* [THE PROBLEM]
In the habeas corpus appeal opinion, on what date did the circuit court grant the appellant shock probation?

This is an appeal from the dismissal of appellant’s petition for writ of habeas corpus.
Appellant was indicted in the Butler Circuit Court on charges of trafficking in cocaine and trafficking in marijuana. He pled guilty to trafficking in cocaine, at which time one charge of trafficking in marijuana was dismissed and a second charge of trafficking in marijuana was remanded to the Butler District Court for further disposition. After pleading guilty to the charge in district court, appellant sought probation in both courts.
On September 11, 1981, the circuit court denied appellant’s request for probation and sentenced him to five years’ imprisonment. *663Approximately one month later, his motion for probation was denied by the district court which sentenced appellant to twelve months to be served consecutively with the circuit court sentence. The circuit court granted appellant shock probation on October 27,1981, and ordered him released from custody. The district court subsequently refused to reconsider the sentence on the misdemeanor charge and ordered appellant to commence serving the sentence imposed.
The circuit court denied appellant’s petition for writ of habeas corpus on the ground that shock probation did not constitute “service of a sentence as contemplated by KRS 532.110.” From that order, appellant prosecutes this appeal.
KRS 532.110(1) provides that when multiple sentences are imposed for commission of more than one crime, such multiple sentences may run concurrently or consecutively as the court shall determine, except that:
A definite and an indeterminate term shall run concurrently and both sentences shall be satisfied by service of the indeterminate term; ....

Records in a dataset

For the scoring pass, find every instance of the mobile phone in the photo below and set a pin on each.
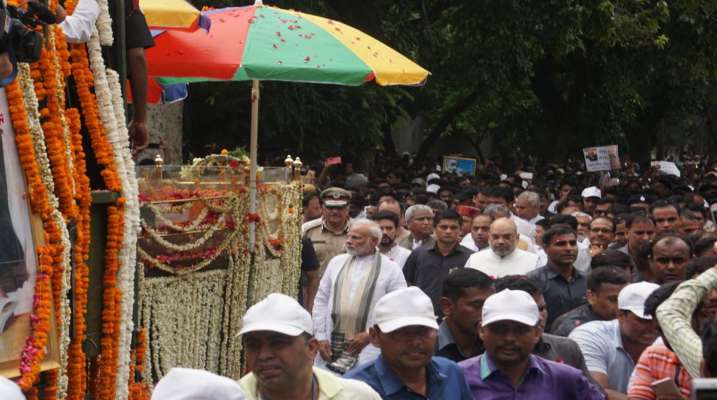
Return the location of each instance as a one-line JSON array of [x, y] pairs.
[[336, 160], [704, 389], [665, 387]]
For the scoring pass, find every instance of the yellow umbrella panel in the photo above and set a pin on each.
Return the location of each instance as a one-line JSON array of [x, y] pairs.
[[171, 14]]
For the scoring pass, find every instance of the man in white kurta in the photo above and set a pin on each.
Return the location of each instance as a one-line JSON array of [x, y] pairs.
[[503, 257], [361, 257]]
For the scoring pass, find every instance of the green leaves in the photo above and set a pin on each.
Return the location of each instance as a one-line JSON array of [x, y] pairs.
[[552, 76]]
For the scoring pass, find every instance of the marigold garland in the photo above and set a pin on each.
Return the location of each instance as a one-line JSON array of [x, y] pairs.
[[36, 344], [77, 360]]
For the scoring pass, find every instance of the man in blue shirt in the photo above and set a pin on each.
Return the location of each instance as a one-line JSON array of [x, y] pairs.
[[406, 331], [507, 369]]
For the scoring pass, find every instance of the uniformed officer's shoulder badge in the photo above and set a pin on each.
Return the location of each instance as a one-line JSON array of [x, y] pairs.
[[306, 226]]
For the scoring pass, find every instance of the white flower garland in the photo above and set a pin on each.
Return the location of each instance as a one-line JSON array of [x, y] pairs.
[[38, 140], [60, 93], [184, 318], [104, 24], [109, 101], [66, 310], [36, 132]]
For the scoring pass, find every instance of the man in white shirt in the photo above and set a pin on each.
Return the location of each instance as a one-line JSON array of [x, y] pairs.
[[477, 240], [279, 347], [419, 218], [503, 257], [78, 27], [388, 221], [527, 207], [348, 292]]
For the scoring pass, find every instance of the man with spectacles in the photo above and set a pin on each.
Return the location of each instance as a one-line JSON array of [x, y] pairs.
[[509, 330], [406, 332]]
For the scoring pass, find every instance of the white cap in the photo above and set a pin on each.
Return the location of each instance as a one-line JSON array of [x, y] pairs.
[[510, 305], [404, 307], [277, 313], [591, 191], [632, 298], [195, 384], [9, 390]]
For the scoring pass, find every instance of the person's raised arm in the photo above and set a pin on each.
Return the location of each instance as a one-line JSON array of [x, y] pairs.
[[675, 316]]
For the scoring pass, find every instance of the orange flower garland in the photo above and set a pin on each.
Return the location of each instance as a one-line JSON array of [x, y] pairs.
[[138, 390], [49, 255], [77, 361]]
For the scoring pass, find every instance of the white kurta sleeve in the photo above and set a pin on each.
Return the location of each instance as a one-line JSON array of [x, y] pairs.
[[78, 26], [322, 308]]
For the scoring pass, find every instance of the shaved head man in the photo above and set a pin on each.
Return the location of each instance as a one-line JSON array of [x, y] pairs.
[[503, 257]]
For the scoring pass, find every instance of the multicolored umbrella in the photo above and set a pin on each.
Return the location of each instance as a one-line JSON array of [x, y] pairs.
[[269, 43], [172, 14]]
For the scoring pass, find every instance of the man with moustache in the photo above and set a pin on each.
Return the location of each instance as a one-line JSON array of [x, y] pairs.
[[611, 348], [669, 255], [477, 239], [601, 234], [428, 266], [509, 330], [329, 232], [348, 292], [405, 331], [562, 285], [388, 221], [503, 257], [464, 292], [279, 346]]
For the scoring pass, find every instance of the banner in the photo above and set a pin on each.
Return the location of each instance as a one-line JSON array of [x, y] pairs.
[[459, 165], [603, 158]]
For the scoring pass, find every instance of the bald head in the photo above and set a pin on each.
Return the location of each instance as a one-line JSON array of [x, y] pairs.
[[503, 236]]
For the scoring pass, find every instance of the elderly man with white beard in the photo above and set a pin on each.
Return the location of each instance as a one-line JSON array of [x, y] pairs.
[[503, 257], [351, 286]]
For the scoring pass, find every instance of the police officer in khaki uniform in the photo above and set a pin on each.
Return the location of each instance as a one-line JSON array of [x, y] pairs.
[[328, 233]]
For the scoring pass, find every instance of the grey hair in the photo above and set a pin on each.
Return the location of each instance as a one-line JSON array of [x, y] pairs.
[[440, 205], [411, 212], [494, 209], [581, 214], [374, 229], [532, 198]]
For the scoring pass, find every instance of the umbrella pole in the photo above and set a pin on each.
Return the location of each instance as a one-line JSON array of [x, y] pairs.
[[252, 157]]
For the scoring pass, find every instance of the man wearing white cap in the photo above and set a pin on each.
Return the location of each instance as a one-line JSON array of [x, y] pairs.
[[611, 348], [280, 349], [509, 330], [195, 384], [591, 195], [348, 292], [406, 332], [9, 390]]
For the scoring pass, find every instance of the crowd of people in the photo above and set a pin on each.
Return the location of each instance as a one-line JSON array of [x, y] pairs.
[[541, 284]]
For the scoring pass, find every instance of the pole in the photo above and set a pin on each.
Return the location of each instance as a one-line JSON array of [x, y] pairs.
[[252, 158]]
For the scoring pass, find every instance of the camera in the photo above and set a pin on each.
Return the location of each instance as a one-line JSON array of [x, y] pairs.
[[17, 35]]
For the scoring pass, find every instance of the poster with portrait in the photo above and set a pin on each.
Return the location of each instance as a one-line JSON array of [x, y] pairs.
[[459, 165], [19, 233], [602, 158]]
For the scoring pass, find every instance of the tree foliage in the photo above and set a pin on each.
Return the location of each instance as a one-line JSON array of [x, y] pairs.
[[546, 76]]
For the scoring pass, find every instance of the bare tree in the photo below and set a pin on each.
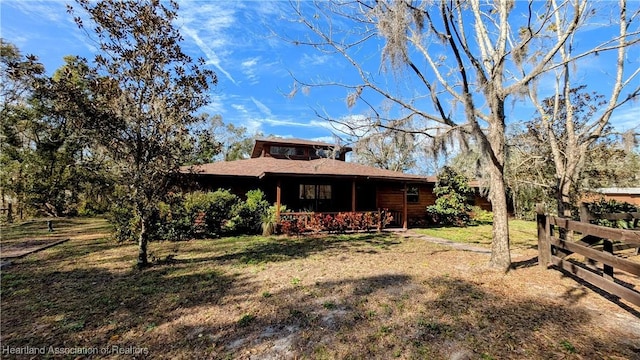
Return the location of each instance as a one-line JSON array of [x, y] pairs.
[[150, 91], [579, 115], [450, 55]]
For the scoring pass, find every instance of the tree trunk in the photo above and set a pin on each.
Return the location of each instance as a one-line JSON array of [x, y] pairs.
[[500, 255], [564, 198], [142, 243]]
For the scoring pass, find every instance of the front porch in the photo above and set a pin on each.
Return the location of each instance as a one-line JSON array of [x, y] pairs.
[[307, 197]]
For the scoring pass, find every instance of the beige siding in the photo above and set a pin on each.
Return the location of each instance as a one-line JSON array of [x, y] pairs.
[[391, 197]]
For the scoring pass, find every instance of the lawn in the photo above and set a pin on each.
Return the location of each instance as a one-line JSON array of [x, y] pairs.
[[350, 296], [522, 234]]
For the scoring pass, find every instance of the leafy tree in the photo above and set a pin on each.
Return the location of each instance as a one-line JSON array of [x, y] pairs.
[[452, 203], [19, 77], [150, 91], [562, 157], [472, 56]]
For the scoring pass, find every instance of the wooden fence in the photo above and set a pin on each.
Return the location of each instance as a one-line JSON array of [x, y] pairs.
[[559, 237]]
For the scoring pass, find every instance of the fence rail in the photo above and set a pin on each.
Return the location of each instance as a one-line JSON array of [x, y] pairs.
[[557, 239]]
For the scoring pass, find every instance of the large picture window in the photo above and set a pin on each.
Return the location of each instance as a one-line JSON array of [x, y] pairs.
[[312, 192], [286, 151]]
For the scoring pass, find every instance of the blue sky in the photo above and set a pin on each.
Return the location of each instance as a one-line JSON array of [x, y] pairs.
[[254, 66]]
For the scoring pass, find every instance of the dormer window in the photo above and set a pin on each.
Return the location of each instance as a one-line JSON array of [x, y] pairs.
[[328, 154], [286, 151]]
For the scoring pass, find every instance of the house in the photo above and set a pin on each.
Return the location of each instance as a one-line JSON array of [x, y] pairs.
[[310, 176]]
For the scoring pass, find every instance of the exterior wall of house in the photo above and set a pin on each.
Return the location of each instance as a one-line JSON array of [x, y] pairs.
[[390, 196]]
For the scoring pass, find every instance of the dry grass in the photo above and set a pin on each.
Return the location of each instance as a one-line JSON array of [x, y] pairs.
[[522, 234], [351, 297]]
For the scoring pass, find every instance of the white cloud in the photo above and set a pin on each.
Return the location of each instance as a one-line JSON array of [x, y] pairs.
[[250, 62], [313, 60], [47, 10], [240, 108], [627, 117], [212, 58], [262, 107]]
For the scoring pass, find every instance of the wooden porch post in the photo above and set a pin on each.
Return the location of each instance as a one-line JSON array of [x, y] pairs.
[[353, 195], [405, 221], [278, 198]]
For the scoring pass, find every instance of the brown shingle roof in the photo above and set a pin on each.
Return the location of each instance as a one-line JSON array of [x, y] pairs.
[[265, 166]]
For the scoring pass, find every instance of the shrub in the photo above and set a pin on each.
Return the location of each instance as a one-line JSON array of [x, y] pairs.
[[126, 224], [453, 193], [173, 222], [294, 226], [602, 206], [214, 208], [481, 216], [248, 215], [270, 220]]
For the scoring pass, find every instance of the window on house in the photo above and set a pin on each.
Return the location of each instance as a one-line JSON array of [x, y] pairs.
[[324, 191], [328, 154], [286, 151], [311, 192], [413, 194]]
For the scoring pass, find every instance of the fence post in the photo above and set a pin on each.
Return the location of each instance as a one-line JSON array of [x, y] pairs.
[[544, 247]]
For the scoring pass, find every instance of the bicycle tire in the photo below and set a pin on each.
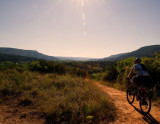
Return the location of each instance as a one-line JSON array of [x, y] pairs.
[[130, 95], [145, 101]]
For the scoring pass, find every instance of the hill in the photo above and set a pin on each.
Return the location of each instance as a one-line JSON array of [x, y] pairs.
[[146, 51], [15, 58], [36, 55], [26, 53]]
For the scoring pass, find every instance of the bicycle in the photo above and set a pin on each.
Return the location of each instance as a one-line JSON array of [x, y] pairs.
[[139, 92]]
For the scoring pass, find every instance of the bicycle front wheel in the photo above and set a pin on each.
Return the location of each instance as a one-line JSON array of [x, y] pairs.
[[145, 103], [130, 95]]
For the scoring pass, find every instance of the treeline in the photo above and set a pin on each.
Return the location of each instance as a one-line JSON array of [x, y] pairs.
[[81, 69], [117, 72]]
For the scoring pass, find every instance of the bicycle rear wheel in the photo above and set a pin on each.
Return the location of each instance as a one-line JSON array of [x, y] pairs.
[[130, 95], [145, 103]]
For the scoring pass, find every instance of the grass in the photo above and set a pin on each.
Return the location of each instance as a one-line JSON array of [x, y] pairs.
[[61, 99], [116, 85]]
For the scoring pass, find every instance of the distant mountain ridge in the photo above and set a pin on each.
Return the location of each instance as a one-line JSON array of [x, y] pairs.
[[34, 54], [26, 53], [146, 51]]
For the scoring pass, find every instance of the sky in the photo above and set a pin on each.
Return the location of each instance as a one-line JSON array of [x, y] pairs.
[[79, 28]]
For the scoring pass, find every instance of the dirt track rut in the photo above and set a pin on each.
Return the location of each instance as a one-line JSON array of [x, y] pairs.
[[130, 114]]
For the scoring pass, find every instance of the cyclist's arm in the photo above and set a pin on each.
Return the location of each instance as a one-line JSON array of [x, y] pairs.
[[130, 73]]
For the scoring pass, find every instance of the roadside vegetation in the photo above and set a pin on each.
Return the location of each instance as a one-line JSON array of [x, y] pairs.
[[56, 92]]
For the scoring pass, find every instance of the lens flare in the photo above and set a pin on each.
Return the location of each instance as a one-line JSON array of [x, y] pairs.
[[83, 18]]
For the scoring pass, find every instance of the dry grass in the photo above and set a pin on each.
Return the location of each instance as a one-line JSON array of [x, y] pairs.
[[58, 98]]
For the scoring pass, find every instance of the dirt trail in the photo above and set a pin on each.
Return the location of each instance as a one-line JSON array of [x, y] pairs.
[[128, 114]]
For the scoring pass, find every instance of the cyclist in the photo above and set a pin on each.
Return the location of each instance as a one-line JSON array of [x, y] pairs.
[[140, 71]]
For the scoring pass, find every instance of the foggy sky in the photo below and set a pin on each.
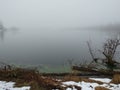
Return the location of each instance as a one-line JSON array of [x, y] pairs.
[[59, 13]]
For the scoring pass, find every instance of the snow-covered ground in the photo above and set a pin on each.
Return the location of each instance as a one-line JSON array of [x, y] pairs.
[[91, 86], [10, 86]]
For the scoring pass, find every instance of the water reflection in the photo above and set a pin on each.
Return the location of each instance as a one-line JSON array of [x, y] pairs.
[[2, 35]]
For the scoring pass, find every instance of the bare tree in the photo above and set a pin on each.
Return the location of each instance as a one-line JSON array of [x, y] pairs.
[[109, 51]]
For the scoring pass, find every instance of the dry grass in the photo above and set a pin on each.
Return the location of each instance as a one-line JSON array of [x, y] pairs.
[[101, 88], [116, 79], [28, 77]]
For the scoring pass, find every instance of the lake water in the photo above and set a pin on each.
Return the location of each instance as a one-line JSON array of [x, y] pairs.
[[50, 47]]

* [RESPONSE TO THIS TASK]
October 27, 1981